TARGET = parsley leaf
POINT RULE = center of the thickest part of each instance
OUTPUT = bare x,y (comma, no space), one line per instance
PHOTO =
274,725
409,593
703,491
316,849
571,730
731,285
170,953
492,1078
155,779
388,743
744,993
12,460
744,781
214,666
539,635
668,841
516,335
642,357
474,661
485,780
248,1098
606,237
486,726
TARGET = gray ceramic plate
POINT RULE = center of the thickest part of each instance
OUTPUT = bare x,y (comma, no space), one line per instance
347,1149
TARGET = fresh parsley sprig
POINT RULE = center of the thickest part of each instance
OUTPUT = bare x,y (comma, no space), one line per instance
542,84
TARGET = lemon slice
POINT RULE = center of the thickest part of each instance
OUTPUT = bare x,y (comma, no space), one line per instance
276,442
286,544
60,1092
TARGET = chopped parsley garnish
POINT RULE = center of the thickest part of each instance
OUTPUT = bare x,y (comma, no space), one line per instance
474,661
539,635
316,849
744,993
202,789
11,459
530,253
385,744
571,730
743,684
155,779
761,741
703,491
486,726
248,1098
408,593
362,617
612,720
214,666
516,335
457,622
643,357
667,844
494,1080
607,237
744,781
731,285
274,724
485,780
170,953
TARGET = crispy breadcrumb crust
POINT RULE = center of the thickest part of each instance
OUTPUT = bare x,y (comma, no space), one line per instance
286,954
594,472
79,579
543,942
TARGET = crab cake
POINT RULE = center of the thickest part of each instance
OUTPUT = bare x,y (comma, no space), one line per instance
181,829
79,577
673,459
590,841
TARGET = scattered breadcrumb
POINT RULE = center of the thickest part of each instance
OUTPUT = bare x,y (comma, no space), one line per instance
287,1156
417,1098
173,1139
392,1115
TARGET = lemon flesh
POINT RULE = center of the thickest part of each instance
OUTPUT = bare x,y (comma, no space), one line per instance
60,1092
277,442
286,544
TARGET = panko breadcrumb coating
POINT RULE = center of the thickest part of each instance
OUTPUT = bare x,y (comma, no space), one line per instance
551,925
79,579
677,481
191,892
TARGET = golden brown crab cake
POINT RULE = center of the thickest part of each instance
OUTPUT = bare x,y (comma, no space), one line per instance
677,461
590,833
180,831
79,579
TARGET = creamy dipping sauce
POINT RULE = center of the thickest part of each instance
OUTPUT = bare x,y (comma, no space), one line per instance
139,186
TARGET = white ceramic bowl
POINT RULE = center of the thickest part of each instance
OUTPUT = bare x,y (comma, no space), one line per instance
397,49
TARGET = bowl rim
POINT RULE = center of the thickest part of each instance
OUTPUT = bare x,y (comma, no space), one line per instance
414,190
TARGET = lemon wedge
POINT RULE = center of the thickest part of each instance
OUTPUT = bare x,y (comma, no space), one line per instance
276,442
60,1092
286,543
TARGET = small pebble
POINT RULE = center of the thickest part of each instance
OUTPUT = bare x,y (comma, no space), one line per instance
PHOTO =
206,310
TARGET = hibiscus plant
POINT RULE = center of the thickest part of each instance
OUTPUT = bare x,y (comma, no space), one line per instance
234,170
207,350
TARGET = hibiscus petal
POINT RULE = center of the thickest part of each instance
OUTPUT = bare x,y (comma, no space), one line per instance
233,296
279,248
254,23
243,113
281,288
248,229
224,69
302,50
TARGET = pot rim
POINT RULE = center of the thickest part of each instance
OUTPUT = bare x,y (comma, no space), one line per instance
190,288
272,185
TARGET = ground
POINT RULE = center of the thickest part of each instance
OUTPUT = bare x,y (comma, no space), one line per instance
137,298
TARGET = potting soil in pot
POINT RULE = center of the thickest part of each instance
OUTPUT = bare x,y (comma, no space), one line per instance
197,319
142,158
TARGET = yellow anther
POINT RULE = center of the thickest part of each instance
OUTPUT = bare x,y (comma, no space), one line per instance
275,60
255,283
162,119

☆ ☆ ☆ ☆ ☆ ☆ ☆

Convert all of the lines above into a JSON array of strings, one string per line, omitting blank lines.

** ANSWER TO THIS EXERCISE **
[
  "TARGET = parsley leaf",
  "POINT RULE = center of the thickest part of each instance",
  "OUTPUT = bare x,y (comma, no space), one line per instance",
  "PHOTO =",
  "274,725",
  "409,593",
  "703,491",
  "316,849",
  "571,730",
  "731,285",
  "170,953",
  "492,1078",
  "155,779",
  "388,743",
  "744,993",
  "12,460",
  "744,781",
  "214,666",
  "539,635",
  "668,841",
  "516,335",
  "642,357",
  "474,661",
  "485,780",
  "248,1098",
  "606,237",
  "486,726",
  "TARGET = gray ceramic plate",
  "POINT RULE = center of the thickest part of each instance",
  "OUTPUT = bare x,y (comma, no space), one line per instance",
  "347,1149",
  "TARGET = fresh parsley sprig",
  "POINT RULE = center of the thickest part of each instance",
  "OUTPUT = bare x,y (comma, no space), one line per instance",
  "542,84",
  "TARGET = lemon slice",
  "POINT RULE = center of the thickest part of each instance",
  "OUTPUT = bare x,y (comma, no space), one line per instance",
  "276,442",
  "286,544",
  "60,1092",
  "TARGET = chopped parsley garnish",
  "POINT RULE = center of the thickest part of each instance",
  "OUTPUT = bare x,y (comma, no space), one line per instance",
  "474,661",
  "539,635",
  "316,849",
  "744,993",
  "202,789",
  "11,459",
  "530,253",
  "385,744",
  "571,730",
  "743,684",
  "155,779",
  "761,741",
  "703,491",
  "486,726",
  "248,1098",
  "408,593",
  "362,617",
  "612,720",
  "214,666",
  "516,335",
  "457,622",
  "643,357",
  "667,844",
  "494,1080",
  "607,237",
  "744,781",
  "731,285",
  "274,724",
  "485,780",
  "170,953",
  "TARGET = crispy breadcrumb crust",
  "POINT RULE = center of the thickest part of each instance",
  "OUTPUT = bare x,y (comma, no space), one line per instance",
  "286,954",
  "594,472",
  "79,579",
  "543,942",
  "TARGET = crab cake",
  "POINT RULE = center of the thickest part of each instance",
  "OUTPUT = bare x,y (comma, no space), one line per instance",
  "181,829",
  "79,577",
  "673,459",
  "590,841",
  "TARGET = scattered breadcrumb",
  "POINT RULE = center of the thickest part of each instance",
  "OUTPUT = bare x,y (comma, no space), one line per instance",
  "287,1156",
  "417,1098",
  "173,1139",
  "392,1115",
  "TARGET = lemon flesh",
  "POINT RULE = center of the thickest part of each instance",
  "OUTPUT = bare x,y (comma, no space), one line per instance",
  "60,1092",
  "277,442",
  "286,544",
  "TARGET = panko breadcrumb coating",
  "POINT RULE = center of the thickest part of each instance",
  "OUTPUT = bare x,y (comma, no space), one line per instance",
  "551,925",
  "79,579",
  "677,481",
  "191,892",
  "TARGET = golden brown crab cake",
  "POINT RULE = center of the thickest part of each instance",
  "OUTPUT = bare x,y (comma, no space), one line per instance",
  "677,461",
  "590,833",
  "180,831",
  "79,579",
  "TARGET = creamy dipping sauce",
  "POINT RULE = center of the thickest part of each instance",
  "OUTPUT = bare x,y (comma, no space), one line per instance",
  "139,186",
  "TARGET = white ceramic bowl",
  "POINT RULE = center of the thickest part of each instance",
  "OUTPUT = bare x,y (comma, no space), one line per instance",
  "397,49",
  "TARGET = bowl rim",
  "POINT RULE = center of the thickest part of each instance",
  "OUTPUT = bare x,y (comma, no space), one line per instance",
  "414,190",
  "TARGET = lemon wedge",
  "POINT RULE = center of the thickest part of each instance",
  "OUTPUT = bare x,y (comma, no space), one line per instance",
  "276,442",
  "60,1092",
  "286,543",
  "TARGET = small pebble",
  "POINT RULE = center of the thickest part of each instance",
  "OUTPUT = bare x,y (comma, no space), one line per instance",
  "PHOTO =",
  "206,310",
  "TARGET = hibiscus plant",
  "POINT RULE = center of the thickest part of each instance",
  "OUTPUT = bare x,y (comma, no space), one line per instance",
  "234,170",
  "207,350",
  "TARGET = hibiscus petal",
  "POINT RULE = center of the thickest part of each instance",
  "OUTPUT = bare x,y (comma, no space), one line per instance",
  "233,296",
  "279,248",
  "254,23",
  "243,113",
  "281,288",
  "248,229",
  "224,69",
  "302,50",
  "TARGET = pot rim",
  "POINT RULE = center of the thickest part of each instance",
  "OUTPUT = bare x,y (comma, no space), one line per instance",
  "190,288",
  "272,185",
  "TARGET = ground",
  "POINT RULE = center of the thickest part of each instance",
  "OUTPUT = bare x,y (comma, no space), one line per instance",
  "137,298",
  "TARGET = potting soil in pot",
  "POINT RULE = center of the thickest part of each instance",
  "OUTPUT = bare x,y (comma, no space), one line per instance",
  "197,319",
  "142,158",
  "TARGET = yellow anther",
  "POINT RULE = center of the thickest part of each instance",
  "OUTPUT = bare x,y (comma, no space), one line per instance",
  "275,60",
  "255,283",
  "162,119"
]